Given text -
======

In an embodiment, the sound source controller (140) identifies at least one subject that is source of sound in each scene in the media. Further, the sound source controller (140) identifies at least one of the context of each scene, the context of the electronic device (100) from which the media is captured and the context of the environment of the scene. Further, the sound source controller (140) classifies each subject in each scene as at least one of: the primary subject and at least one non-primary subject based on the identification. Further, the sound source controller (140) determines the relationship between the primary subject and the at least one non-primary subject in each scene based on the classification. Further, the sound source controller (140) combines the sound from the primary subject and the non-primary subject in pre-defined proportion in response to the determined relationship between the primary subject and the non-primary subject.
In an embodiment, the sound source controller (140) partially or completely eliminates the sound from the non-primary subject upon determining the relationship between the primary subject and the non-primary subject. In an embodiment, the sound source controller (140) determines the relevancy of the non-primary subject with respect to the context based on the data driven model. Further, the sound source controller (140) partially or completely suppresses the sound from the non-primary subjects based on the determination.
In an embodiment, the sound source controller (140) identifies the non-primary subject as irrelevant sound source. Further, the sound source controller (140) completely suppresses the sound from the non-primary subject. In an embodiment, the sound source controller (140) determines at least one of an orientation and a movement of the subject in each scene and position of a recording media to adaptively tune the sound from the subject in the scene.
The sound source controller (140) may, for example, be implemented by analog and/or digital circuits such as logic gates, integrated circuits, microprocessors, microcontrollers, memory circuits, passive electronic components, active electronic components, optical components, hardwired circuits and the like, and may optionally be driven by firmware.
The processor (110) may include one or a plurality of processors. The one or the plurality of processors may be a general-purpose processor, such as a central processing unit (CPU), an application processor (AP), or the like, a graphics-only processing unit such as a graphics processing unit (GPU), a visual processing unit (VPU), and/or an AI-dedicated processor such as a neural processing unit (NPU). The processor (110) may include multiple cores and is configured to execute the instructions stored in the memory (130). The processor 110 according to an embodiment of the disclosure may include various processing circuitry and/or multiple processors. For example, as used herein, including the claims, the term “processor” may include various processing circuitry, including at least one processor, wherein one or more of at least one processor, individually and/or collectively in a distributed manner, may be configured to perform various functions described herein. As used herein, when “a processor”, “at least one processor”, and “one or more processors” are described as being configured to perform numerous functions, these terms cover situations, for example and without limitation, in which one processor performs some of recited functions and another processor(s) performs other of recited functions, and also situations in which a single processor may perform all recited functions. Additionally, the at least one processor may include a combination of processors performing various of the recited/disclosed functions, e.g., in a distributed manner. At least one processor may execute program instructions to achieve or perform various functions.

======

Object point labels:

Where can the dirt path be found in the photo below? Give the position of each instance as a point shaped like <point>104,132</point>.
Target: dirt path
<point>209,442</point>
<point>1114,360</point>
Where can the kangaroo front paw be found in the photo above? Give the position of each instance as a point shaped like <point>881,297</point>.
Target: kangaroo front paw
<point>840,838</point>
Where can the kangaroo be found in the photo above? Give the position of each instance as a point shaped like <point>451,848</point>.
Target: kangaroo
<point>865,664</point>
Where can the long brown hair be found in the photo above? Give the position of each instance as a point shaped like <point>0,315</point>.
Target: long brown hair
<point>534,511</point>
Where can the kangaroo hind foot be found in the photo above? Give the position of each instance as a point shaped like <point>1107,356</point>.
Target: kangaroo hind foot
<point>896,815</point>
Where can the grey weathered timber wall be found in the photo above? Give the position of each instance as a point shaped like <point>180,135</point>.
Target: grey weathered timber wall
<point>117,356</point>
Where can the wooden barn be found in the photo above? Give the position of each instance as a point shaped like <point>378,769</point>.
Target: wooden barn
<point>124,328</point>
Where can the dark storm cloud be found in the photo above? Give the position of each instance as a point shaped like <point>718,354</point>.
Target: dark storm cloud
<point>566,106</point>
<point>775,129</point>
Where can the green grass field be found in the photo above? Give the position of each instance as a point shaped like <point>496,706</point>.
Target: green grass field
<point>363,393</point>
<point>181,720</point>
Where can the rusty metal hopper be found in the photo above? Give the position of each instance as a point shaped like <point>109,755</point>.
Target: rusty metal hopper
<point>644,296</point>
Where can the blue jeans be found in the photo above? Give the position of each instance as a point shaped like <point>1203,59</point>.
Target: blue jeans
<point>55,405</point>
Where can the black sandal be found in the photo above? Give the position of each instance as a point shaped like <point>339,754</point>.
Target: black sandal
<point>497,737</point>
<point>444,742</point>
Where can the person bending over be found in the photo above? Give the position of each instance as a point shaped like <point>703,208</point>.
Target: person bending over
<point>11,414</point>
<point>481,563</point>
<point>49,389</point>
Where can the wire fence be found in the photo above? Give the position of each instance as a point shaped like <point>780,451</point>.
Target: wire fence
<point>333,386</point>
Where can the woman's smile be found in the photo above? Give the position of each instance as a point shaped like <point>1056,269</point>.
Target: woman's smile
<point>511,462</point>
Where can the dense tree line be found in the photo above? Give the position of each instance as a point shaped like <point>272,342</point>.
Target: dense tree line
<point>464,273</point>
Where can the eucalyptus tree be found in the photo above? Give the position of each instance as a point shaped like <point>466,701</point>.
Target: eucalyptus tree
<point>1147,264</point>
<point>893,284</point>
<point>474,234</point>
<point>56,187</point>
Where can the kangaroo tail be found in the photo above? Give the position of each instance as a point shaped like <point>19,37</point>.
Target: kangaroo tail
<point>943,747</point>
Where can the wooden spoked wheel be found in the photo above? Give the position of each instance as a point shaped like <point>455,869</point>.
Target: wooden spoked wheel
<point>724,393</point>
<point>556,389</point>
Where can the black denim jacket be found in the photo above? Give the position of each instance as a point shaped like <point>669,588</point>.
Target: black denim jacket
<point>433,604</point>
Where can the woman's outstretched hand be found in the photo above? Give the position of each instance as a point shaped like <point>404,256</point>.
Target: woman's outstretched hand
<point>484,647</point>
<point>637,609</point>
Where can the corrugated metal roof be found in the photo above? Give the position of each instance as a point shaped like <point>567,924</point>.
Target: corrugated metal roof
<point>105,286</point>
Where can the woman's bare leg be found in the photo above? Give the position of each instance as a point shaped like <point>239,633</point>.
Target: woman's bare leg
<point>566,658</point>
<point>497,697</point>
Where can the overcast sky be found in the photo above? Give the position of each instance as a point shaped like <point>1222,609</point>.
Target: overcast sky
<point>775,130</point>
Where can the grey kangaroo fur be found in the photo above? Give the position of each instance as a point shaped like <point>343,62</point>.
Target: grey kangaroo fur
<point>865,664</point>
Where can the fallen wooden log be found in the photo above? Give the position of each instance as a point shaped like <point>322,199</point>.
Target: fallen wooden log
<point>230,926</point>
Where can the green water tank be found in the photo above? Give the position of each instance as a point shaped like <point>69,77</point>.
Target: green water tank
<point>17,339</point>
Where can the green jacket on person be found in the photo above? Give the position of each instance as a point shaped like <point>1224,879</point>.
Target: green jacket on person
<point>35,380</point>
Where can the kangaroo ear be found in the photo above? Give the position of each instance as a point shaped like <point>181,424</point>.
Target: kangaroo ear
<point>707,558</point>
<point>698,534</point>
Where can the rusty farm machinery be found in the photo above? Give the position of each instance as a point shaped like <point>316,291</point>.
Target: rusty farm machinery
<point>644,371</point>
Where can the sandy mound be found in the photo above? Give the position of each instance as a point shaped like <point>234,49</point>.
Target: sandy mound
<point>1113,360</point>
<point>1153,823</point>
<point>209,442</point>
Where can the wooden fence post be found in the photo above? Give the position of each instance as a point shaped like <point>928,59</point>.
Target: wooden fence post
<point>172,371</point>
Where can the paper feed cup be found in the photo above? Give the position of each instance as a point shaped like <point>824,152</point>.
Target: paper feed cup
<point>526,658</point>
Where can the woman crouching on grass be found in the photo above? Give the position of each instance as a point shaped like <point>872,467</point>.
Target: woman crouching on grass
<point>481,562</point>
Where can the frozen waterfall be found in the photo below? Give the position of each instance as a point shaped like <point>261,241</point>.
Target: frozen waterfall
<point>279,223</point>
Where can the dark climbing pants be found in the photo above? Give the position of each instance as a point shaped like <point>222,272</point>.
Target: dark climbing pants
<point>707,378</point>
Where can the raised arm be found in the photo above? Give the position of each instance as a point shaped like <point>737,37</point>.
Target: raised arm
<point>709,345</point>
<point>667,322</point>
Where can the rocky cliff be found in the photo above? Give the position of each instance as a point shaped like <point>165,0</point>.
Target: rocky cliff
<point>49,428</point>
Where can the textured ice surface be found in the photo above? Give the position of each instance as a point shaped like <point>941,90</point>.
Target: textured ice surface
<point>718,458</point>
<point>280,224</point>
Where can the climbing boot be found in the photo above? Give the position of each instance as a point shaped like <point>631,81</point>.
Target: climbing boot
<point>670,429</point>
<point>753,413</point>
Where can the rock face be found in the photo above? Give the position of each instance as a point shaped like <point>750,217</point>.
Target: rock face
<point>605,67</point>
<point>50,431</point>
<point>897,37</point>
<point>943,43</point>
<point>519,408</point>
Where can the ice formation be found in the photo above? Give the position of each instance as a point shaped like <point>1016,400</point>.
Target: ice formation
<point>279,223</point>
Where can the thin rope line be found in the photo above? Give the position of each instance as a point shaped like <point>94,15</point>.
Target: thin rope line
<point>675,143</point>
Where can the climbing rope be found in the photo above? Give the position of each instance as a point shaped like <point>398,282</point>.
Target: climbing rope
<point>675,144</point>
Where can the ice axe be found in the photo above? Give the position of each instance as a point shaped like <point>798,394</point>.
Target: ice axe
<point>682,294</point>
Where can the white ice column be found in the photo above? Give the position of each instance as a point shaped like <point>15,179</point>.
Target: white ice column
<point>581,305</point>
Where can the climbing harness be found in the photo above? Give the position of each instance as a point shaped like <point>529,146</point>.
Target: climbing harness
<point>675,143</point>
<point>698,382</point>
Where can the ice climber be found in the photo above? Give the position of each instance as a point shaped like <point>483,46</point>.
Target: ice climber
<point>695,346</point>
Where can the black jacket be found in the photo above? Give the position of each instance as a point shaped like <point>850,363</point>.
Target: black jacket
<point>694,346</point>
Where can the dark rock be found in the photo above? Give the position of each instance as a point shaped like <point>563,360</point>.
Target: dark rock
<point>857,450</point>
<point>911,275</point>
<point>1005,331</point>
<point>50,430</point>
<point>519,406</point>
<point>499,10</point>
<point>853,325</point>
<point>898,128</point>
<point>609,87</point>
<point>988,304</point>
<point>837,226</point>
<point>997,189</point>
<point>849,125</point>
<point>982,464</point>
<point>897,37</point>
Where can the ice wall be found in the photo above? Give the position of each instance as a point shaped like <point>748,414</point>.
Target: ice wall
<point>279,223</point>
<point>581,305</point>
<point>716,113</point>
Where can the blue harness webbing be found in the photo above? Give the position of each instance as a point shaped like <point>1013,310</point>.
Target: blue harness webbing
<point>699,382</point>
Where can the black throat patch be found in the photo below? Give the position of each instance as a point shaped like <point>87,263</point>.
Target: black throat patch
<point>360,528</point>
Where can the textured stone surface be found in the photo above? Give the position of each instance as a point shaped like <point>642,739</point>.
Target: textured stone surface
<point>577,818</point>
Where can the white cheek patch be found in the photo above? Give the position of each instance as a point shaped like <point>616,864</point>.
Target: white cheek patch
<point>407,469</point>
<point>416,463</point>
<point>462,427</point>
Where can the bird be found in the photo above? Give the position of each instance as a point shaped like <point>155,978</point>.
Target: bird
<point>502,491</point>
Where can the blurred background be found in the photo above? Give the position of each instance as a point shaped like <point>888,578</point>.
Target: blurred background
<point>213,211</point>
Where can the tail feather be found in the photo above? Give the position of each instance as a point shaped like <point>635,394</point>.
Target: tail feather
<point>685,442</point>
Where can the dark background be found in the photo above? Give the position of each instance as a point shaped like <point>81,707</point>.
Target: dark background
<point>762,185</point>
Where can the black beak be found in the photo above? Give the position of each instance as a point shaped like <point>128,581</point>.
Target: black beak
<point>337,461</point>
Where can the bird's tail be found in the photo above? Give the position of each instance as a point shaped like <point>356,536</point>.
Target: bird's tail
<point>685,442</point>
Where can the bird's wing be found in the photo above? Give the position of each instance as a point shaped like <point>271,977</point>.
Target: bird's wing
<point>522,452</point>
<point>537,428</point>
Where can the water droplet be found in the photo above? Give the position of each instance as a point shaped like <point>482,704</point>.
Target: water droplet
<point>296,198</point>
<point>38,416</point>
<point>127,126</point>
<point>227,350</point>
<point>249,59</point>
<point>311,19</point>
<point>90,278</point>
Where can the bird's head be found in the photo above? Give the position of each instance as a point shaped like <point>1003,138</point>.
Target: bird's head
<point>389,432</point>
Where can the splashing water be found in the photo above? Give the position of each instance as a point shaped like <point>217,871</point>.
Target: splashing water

======

Your task - Continue the patent passage on the sound source controller from the point where it stops. The records play no part in what follows.

Result for this exercise -
Further, the processor (110) is configured to execute instructions stored in the memory (130) and to perform various processes. The communicator (120) may include various communication circuitry and is configured for communicating internally between internal hardware components and with external devices via one or more networks. The memory (130) also stores instructions to be executed by the processor (110). The memory (130) may include non-volatile storage elements. Examples of such non-volatile storage elements may include magnetic hard discs, optical discs, floppy discs, flash memories, or forms of electrically programmable memories (EPROM) or electrically erasable and programmable (EEPROM) memories. In addition, the memory (130) may, in some examples, be considered a non-transitory storage medium. The term “non-transitory” may indicate that the storage medium is not embodied in a carrier wave or a propagated signal. However, the term “non-transitory” should not be interpreted that the memory (130) is non-movable. In certain examples, a non-transitory storage medium may store data that can, over time, change (e.g., in Random Access Memory (RAM) or cache).
In an embodiment, the communicator (120) may include an electronic circuit specific to a standard that enables wired or wireless communication. The communicator (120) is configured to communicate internally between internal hardware components of the electronic device (100) and with external devices via one or more networks.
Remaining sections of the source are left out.